▶ _TEXT_

The underlying question is: what are “museum-quality” paintings? What makes a painting worthy of its place in a modern museum?
Oversimplifying the matter somewhat, it’s a combination of three factors: mastery, antiquity, and novelty. “Mastery” is, I believe, self-explanatory. “Antiquity” is also really simple: any artefact that is old enough earns its place in a museum just by virtue of its age (even a humble household item, like a cup, if it has managed to survive for a millennium, becomes a museum-worthy object); paintings are no exception.
The quality of novelty is a bit less straightforward. In my previous essay, I quoted Rilke’s words about the public attending Cézanne’s retrospective and unable to really see what Cézanne shown, but let me now add his conclusion from the same letter:
… one comes back to the thought that every recognition (with very rare, unmistakable exceptions) should make one mistrustful of one’s own work. Basically, if it is good, one can’t live to see it recognized: otherwise it’s just half good and not reckless enough …
What he means is that for a work of art to be really good, it must communicate an experience so new, so unprecedented in human history, that the contemporary public cannot be expected to recognise it; by and large, it cannot really “receive” the communication. The new experience will need some time to slowly work its way into the human consciousness; at first, only a few (a happy few) will see what they look at, and hear what they listen to. This quality of novelty is what makes a painting a part of art history and earns it a place in a museum: such paintings make visible what was invisible before; they communicate and share a new inner experience, discovered (or “uncovered”) by the artist. Generally, a painting that just repeats what was already expressed before doesn’t belong in a museum.

▶ _SUPPLIED ENTRIES_
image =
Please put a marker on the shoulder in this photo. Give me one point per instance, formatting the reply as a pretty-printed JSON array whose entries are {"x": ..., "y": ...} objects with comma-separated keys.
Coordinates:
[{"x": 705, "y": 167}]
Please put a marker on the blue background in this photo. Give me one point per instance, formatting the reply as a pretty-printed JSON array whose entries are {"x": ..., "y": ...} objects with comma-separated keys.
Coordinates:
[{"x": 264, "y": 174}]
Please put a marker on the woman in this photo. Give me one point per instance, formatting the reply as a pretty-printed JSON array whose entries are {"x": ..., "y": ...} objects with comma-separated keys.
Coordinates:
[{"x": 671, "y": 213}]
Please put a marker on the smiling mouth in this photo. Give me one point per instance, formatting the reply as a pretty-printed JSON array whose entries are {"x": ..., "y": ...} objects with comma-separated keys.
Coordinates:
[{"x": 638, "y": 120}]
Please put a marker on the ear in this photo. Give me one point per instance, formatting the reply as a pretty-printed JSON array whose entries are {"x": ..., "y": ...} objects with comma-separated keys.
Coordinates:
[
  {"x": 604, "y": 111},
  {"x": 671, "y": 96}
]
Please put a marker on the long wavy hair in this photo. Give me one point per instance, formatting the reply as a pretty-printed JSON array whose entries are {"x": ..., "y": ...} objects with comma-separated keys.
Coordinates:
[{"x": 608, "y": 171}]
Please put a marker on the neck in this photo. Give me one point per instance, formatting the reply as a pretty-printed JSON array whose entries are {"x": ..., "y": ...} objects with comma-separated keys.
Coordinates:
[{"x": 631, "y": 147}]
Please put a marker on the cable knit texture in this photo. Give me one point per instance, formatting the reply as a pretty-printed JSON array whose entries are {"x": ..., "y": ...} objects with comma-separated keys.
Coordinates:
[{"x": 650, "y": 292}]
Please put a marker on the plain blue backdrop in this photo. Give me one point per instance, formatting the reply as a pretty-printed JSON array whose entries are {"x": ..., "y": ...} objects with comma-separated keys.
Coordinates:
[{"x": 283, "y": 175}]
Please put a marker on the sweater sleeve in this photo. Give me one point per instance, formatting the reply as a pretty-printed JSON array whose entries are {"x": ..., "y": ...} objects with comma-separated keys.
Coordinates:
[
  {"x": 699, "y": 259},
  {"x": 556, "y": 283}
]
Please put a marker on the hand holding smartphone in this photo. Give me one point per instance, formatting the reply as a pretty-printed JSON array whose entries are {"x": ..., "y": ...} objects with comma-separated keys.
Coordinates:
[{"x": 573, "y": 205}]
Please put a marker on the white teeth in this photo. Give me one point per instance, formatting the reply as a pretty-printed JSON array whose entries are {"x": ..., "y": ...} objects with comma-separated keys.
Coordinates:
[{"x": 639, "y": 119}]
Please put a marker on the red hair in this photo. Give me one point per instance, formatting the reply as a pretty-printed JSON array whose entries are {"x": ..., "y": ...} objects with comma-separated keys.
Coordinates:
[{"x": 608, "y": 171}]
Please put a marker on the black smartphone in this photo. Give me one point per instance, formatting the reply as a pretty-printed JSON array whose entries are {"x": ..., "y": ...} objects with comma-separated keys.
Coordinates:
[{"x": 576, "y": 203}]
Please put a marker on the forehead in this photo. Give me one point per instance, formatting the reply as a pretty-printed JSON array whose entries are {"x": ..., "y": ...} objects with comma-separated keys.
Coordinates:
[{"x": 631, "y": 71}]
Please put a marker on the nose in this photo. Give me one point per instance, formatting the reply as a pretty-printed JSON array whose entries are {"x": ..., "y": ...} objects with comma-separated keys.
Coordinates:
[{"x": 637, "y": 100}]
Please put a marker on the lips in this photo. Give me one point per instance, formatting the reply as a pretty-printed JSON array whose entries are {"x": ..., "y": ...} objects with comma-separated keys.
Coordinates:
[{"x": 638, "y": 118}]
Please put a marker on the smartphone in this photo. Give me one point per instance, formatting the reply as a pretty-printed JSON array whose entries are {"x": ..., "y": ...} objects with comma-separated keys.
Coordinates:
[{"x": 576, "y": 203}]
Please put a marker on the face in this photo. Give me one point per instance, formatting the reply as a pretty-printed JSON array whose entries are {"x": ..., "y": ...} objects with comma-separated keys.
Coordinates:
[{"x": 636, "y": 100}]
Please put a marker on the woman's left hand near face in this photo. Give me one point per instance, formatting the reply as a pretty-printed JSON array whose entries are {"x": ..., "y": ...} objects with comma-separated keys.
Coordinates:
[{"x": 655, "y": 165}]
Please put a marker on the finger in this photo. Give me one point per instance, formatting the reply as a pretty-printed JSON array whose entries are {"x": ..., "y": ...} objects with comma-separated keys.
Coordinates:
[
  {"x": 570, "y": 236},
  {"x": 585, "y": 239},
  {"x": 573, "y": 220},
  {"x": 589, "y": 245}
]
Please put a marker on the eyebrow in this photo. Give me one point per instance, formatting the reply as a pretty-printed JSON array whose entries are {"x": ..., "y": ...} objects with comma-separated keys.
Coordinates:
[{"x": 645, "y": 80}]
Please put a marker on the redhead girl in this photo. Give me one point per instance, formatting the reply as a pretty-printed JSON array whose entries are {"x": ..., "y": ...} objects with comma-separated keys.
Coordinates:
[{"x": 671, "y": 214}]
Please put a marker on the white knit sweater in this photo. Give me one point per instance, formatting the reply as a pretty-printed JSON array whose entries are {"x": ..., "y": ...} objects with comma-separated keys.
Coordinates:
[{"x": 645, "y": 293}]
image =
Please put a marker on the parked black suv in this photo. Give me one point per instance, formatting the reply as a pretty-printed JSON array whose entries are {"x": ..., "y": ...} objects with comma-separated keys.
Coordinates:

▶ _WORK TASK_
According to the text on museum-quality paintings, which three factors combine to make a painting worthy of its place in a modern museum?

▶ _EXERCISE RESPONSE_
Mastery, antiquity, and novelty.